**練習課題**
- 1) ネイマールの記事によると、コスタリカ戦で先制点を挙げたのは誰ですか。
- 2) ネイマールの記事から、「王国のエースとしての宿命を背負った男は苛立ちを…」から「もハードなマークに苦しんだ。」までの部分を一字一句違えずに引用してください。
- 3) ネイマールの記事で試合を伝える本文に、ネイマール以外で名前が出てくる人物をすべて挙げてください。

**記事抜粋**
····················

ネイマールが怒って、泣いて、笑って――ブラジルの至宝は大人になったのか?

カテゴリ:ワールド

白鳥大知(ワールドサッカーダイジェスト)

2018年06月23日

王国のエースとしての宿命を背負った男は苛立ちを…

結果として大仕事をやってのけたネイマール。だが、試合中には様々な表情を浮かべた…。 (C) Getty Images

画像を見る

【ロシアW杯・グループE第2戦】ブラジル 2-0 コスタリカ/6月22日/サンクトペテルブルク

 ブラジルの至宝・ネイマールは、ノーインパクトに終わった第1戦(6月17日のスイス戦)に続き、コスタリカ戦でまたもハードなマークに苦しんだ。

 仕掛けては蹴られ、倒されるの繰り返し。ソックスには複数の穴ができるほどだった。足先で細かくボールを動かしギリギリで相手を交わすそのプレースタイル、相手を嘲笑うかのようなフェイント、そして王国のエースという立場を考えれば仕方のない宿命だ。

 その状況にネイマールは、明らかに苛々を募らせていた。

 強引に突破を図っては何度もボールを奪われ、倒されてもファウルがもらえなければ両手を振ってリアクション。審判にアピールしすぎて「口を塞ぎない」と言われたり、キャプテンのチアゴ・シウバやチッチ監督にたしなめられたりするシーンもあった。
 
 77分にはペナルティーエリア内で相手DFに倒されPKを奪い、自ら蹴ろうと動き出した。しかし、VAR判定でシミュレーションと判定され、PKはまさかの取り消しに。その4分後には、敵が目の前で倒れているのにスローインをもらってプレーを再開したが止められ、ボールを地面に叩き付けて激昂。イエローカードを食らう。

「やっぱりネイマールは精神的に成長していないのか……」

 取材スタンドでそんなことを思っていた。試合はまだ0-0。エースがすべきことは、相手やレフェリーに苛々することではなく、仲間を鼓舞して攻撃陣を牽引することだ。それに彼はもう若手ではなく26歳の中堅だ。

 そんな中で91分、ユース代表時代からの盟友フィリッペ・コウチーニョが待望の先制点を挙げる。すると97分、今度はネイマ―ルが追加点を挙げる。ドグラス・コスタが折り返したパスを、中央で叩き込んだ。

 直後にタイムアップの笛がなると、ピッチに跪いて顔を抑えて泣き始めた。そして、仲間たちに声をかけられると、今度は笑顔を見せた。怒って、泣いて、笑って――。なんとも派手な男である。

····················

**データ**
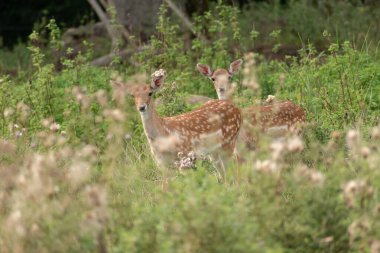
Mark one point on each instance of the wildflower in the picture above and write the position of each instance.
(78, 171)
(55, 127)
(187, 161)
(14, 222)
(8, 112)
(47, 122)
(18, 134)
(358, 229)
(266, 166)
(159, 73)
(375, 246)
(375, 134)
(270, 99)
(355, 188)
(101, 97)
(127, 137)
(352, 138)
(313, 176)
(277, 148)
(96, 196)
(282, 79)
(328, 239)
(365, 152)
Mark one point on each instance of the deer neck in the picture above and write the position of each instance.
(152, 123)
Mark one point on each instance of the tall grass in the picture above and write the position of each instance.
(77, 173)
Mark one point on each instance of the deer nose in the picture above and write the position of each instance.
(142, 108)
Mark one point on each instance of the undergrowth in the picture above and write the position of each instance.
(77, 173)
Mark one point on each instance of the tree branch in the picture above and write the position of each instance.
(185, 19)
(103, 17)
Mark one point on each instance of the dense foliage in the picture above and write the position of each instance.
(77, 173)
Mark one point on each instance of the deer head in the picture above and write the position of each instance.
(142, 94)
(221, 77)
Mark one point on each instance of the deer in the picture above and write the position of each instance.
(211, 129)
(275, 119)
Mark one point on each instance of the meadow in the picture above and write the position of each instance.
(77, 175)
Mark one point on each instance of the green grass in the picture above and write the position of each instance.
(92, 185)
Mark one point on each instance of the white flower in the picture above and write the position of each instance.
(295, 144)
(270, 99)
(55, 127)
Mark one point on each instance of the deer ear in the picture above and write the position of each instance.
(235, 66)
(158, 78)
(204, 69)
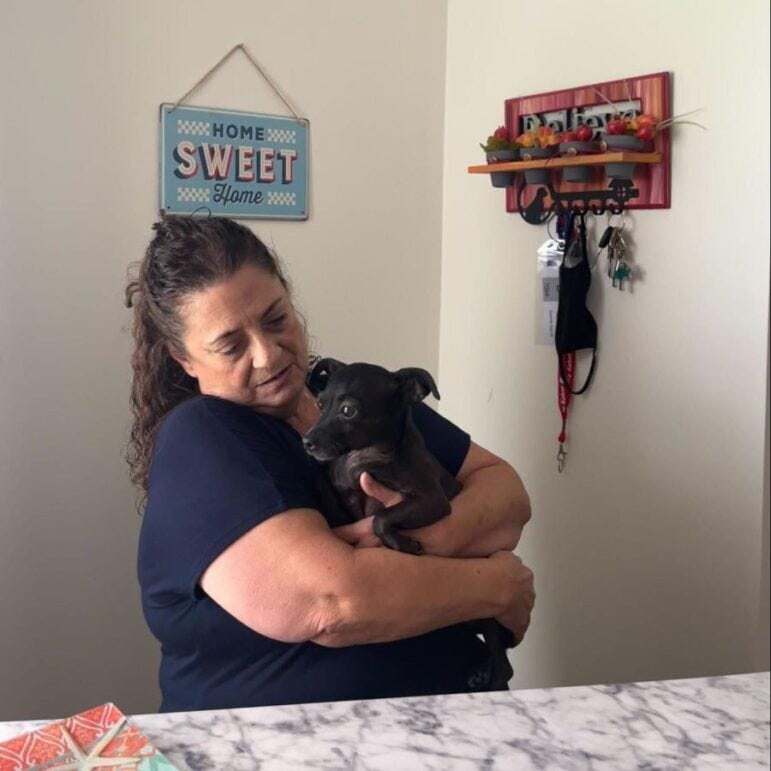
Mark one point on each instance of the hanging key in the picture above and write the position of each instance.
(622, 273)
(605, 240)
(619, 250)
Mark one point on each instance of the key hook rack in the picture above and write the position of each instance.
(612, 200)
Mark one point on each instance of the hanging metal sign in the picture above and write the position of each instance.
(235, 164)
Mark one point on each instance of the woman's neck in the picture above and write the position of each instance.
(306, 415)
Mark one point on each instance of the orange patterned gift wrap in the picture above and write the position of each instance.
(101, 737)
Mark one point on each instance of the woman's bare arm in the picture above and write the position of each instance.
(292, 579)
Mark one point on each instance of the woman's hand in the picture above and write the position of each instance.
(519, 579)
(435, 539)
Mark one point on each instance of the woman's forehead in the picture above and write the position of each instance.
(244, 297)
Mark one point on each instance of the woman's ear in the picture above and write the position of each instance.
(181, 359)
(415, 384)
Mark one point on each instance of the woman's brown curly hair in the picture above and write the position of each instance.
(187, 254)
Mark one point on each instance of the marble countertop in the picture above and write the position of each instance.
(712, 723)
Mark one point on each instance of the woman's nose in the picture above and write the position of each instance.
(267, 356)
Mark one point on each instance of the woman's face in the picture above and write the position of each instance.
(239, 334)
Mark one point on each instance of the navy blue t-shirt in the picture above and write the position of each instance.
(218, 470)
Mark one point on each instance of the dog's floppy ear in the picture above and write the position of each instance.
(415, 384)
(319, 374)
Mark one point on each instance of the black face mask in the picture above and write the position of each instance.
(576, 328)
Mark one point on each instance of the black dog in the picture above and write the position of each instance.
(366, 425)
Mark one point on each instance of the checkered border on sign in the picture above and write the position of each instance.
(195, 127)
(282, 199)
(287, 136)
(193, 194)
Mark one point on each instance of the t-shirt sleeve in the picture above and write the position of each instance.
(214, 476)
(448, 442)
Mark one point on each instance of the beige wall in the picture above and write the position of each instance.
(81, 85)
(647, 550)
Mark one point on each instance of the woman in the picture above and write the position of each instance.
(254, 597)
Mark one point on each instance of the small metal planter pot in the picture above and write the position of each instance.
(611, 142)
(502, 178)
(577, 173)
(537, 176)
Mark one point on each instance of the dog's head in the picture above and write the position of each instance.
(362, 405)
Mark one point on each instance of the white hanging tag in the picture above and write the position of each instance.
(547, 298)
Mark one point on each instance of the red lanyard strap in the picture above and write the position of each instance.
(565, 378)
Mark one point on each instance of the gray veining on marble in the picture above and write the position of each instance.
(704, 723)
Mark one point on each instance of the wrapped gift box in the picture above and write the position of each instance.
(101, 737)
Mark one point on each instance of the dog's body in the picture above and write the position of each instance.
(366, 425)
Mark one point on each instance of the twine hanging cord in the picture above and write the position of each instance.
(213, 69)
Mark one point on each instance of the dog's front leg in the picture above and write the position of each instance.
(410, 513)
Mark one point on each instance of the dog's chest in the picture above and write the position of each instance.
(346, 470)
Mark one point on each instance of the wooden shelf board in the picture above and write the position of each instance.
(557, 162)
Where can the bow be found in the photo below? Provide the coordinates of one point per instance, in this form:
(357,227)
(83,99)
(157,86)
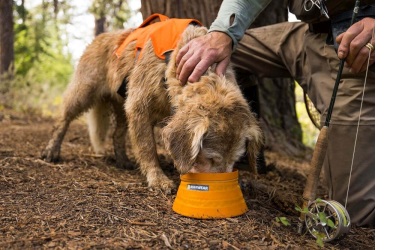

····················

**解答**
- 1) フィリッペ・コウチーニョです。

- 2)
王国のエースとしての宿命を背負った男は苛立ちを…

結果として大仕事をやってのけたネイマール。だが、試合中には様々な表情を浮かべた…。 (C) Getty Images

画像を見る

【ロシアW杯・グループE第2戦】ブラジル 2-0 コスタリカ/6月22日/サンクトペテルブルク

 ブラジルの至宝・ネイマールは、ノーインパクトに終わった第1戦(6月17日のスイス戦)に続き、コスタリカ戦でまたもハードなマークに苦しんだ。

- 3) チアゴ・シウバ、チッチ監督、フィリッペ・コウチーニョ、ドグラス・コスタ